[Point-based annotation data]
Start

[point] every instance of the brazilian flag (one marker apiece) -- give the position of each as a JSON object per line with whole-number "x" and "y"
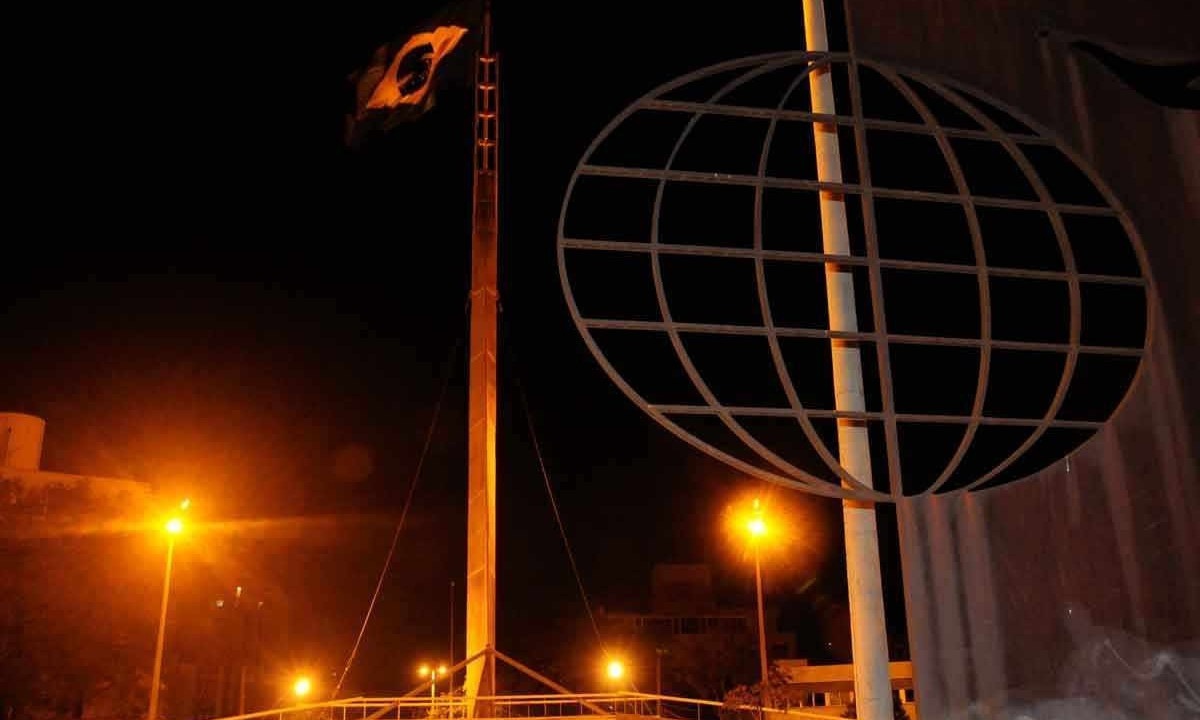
{"x": 400, "y": 82}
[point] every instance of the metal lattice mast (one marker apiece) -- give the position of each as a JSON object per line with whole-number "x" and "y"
{"x": 481, "y": 402}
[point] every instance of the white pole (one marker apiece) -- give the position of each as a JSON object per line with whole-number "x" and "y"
{"x": 156, "y": 675}
{"x": 868, "y": 630}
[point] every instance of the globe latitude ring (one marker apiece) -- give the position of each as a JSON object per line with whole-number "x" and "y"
{"x": 984, "y": 124}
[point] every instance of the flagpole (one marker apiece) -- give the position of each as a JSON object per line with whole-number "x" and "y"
{"x": 868, "y": 628}
{"x": 483, "y": 387}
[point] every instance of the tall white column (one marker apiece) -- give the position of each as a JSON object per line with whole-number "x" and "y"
{"x": 868, "y": 629}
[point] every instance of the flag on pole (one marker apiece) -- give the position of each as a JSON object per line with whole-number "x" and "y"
{"x": 1170, "y": 82}
{"x": 400, "y": 82}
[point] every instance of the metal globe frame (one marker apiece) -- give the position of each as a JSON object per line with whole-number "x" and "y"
{"x": 785, "y": 472}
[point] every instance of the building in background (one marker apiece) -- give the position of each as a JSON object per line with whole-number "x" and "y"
{"x": 79, "y": 585}
{"x": 688, "y": 640}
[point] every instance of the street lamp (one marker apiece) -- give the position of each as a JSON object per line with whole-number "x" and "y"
{"x": 427, "y": 671}
{"x": 173, "y": 527}
{"x": 615, "y": 670}
{"x": 301, "y": 688}
{"x": 757, "y": 529}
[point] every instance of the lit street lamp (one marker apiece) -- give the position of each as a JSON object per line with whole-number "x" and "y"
{"x": 301, "y": 688}
{"x": 173, "y": 527}
{"x": 757, "y": 529}
{"x": 616, "y": 670}
{"x": 431, "y": 672}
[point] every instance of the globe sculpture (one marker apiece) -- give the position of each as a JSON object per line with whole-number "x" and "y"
{"x": 1002, "y": 295}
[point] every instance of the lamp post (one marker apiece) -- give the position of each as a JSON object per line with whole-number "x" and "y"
{"x": 658, "y": 679}
{"x": 174, "y": 527}
{"x": 757, "y": 529}
{"x": 427, "y": 671}
{"x": 301, "y": 688}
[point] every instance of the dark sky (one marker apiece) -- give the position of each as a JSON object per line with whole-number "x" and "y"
{"x": 205, "y": 289}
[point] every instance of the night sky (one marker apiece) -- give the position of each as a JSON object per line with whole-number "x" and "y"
{"x": 207, "y": 291}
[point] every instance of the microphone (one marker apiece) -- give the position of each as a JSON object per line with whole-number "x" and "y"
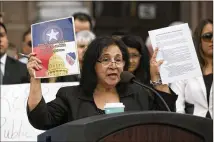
{"x": 126, "y": 77}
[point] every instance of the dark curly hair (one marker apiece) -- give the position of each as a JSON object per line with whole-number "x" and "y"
{"x": 197, "y": 40}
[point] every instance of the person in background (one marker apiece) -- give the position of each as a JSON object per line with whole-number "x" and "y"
{"x": 138, "y": 57}
{"x": 12, "y": 71}
{"x": 104, "y": 60}
{"x": 27, "y": 46}
{"x": 82, "y": 21}
{"x": 195, "y": 96}
{"x": 83, "y": 39}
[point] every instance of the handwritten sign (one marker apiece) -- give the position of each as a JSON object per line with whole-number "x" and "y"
{"x": 14, "y": 122}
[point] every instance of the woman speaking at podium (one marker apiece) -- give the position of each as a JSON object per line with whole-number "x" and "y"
{"x": 103, "y": 63}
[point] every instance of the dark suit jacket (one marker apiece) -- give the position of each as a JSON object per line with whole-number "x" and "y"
{"x": 72, "y": 103}
{"x": 15, "y": 72}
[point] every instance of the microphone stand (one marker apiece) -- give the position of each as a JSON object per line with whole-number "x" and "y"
{"x": 153, "y": 90}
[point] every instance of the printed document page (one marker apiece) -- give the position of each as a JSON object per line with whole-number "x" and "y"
{"x": 177, "y": 50}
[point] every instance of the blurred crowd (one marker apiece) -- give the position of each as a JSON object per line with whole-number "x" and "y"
{"x": 14, "y": 69}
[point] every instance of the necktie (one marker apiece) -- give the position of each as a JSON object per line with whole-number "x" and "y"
{"x": 1, "y": 75}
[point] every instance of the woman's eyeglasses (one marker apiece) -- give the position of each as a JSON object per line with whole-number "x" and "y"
{"x": 107, "y": 61}
{"x": 207, "y": 37}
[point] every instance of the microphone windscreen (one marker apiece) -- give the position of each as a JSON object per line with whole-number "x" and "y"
{"x": 126, "y": 77}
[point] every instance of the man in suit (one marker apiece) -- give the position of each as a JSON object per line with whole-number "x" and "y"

End

▶ **PROBLEM DESCRIPTION**
Update every item above by replacing "one marker apiece" with "one point per instance" and keeping everything else the same. Leave the pictures out of your answer.

▶ **SOLUTION FOR THIS EXERCISE**
[point] every instance of the brazilian flag (one point per instance) -- give the position of each as a JSON object per line with whole-number "x" and "y"
{"x": 400, "y": 82}
[point] every instance of the metal lattice mast (one point per instance) -- give the position of each as a JSON object per line with whole-number "x" and "y"
{"x": 481, "y": 402}
[point] every instance of the white pole (one point per instance) -- give the position of each as a JSON object per line with whole-number "x" and "y"
{"x": 156, "y": 675}
{"x": 868, "y": 630}
[point] every instance of the globe latitude ring (one point per instance) -- give the position of each as a JSON object per line with whole-number "x" and "y"
{"x": 984, "y": 124}
[point] every instance of the flagpole (one point per instance) -- give the position of each as a JSON object per line with whole-number "x" and "y"
{"x": 868, "y": 628}
{"x": 483, "y": 387}
[point] every instance of the tall white column (one point per instance) -- give the position of each as a JSON object per line with whole-number "x" and "y"
{"x": 868, "y": 629}
[point] every instance of the flag on pole (one point per instance) -- give the position of each as a JSON object per line with whole-number "x" and "y"
{"x": 1170, "y": 82}
{"x": 400, "y": 82}
[point] every instance of the metal globe frame (one point per instance) -- give the position of each as a JSON object per line with whole-number "x" and "y"
{"x": 785, "y": 472}
[point] every instance of the building in background (one point per instance) -- give the position of each as a JSON object per line with whole-number "x" and "y"
{"x": 79, "y": 585}
{"x": 688, "y": 640}
[point] every instance of the street lamp (one point per instance) -- give the position of each as a JSON object per line with whole-number "x" and "y"
{"x": 427, "y": 671}
{"x": 173, "y": 527}
{"x": 615, "y": 670}
{"x": 301, "y": 688}
{"x": 757, "y": 529}
[point] every instance of the lit street lamp (one point per instance) -- give the position of each as a JSON object per line with whole-number "x" and "y"
{"x": 301, "y": 688}
{"x": 173, "y": 527}
{"x": 757, "y": 529}
{"x": 616, "y": 670}
{"x": 431, "y": 672}
[point] every instance of the globe sculpture (one point per instance) -- give the position of each as a JSON object per line with whole-number "x" and "y"
{"x": 1002, "y": 295}
[point] every instance of the lamp post (one point per instance) -- give the position of each as a JSON object per line with whole-number "x" and "y"
{"x": 658, "y": 679}
{"x": 174, "y": 527}
{"x": 757, "y": 529}
{"x": 427, "y": 671}
{"x": 301, "y": 688}
[point] every instance of the dark sky (one point per instance) -- give the position of each as a JSON object per line with whole-number "x" and "y"
{"x": 205, "y": 289}
[point] every instance of the night sky (one point per instance) -- give the position of each as a JSON object per line with whole-number "x" and "y"
{"x": 207, "y": 291}
[point] every instance of the microphone (one point per instance) -- give the position of each as a JSON object per line with whole-number "x" and "y"
{"x": 126, "y": 77}
[point] every instance of the dark curly hair (one point per instance) -- give the position of each as a JSON object per line with whole-number "x" and "y"
{"x": 197, "y": 40}
[point] every instance of the person in background (one point per instance) -- give the position of each as a JSON object per line with whole-number "x" and "y"
{"x": 138, "y": 57}
{"x": 12, "y": 71}
{"x": 104, "y": 60}
{"x": 27, "y": 46}
{"x": 82, "y": 21}
{"x": 195, "y": 96}
{"x": 83, "y": 39}
[point] every instance of the handwritten sign (one point per instance) -- give the position of each as a JSON object per line with whole-number "x" and "y"
{"x": 14, "y": 122}
[point] every instance of the woman speaking at podium (one point per instance) -- give the position of each as a JSON object per line with whole-number "x" and "y"
{"x": 103, "y": 63}
[point] every instance of the dark suit jacket (one point per instance) -- give the position of each as a JSON object per line with whole-number "x" and "y"
{"x": 72, "y": 103}
{"x": 15, "y": 72}
[point] every instance of the microphone stand (one point per instance) -- give the position of each as a JSON object per line with whole-number "x" and "y"
{"x": 153, "y": 90}
[point] every instance of the printed document page (one point per instance) -- give the position of each as a JSON object per line with whole-number "x" and "y"
{"x": 177, "y": 50}
[point] every instance of the blurred crowd (one point per instance) -- give the position of each as a JSON object per line with whole-number "x" and "y"
{"x": 14, "y": 69}
[point] every instance of the necktie (one point per instance) -- give the position of each as a JSON object per line with whole-number "x" and "y"
{"x": 1, "y": 75}
[point] every instance of the woman's eyeglasses (one point per instance) -- give the position of each as a JSON object per line with whole-number "x" and "y"
{"x": 107, "y": 61}
{"x": 207, "y": 37}
[point] every instance of the microphone windscreen (one point per instance) -- give the position of each as a JSON object per line with whole-number "x" and "y"
{"x": 126, "y": 77}
[point] every instance of the man in suit (one point per instance) -- give the position of each as a JSON object per line with whole-number "x" and "y"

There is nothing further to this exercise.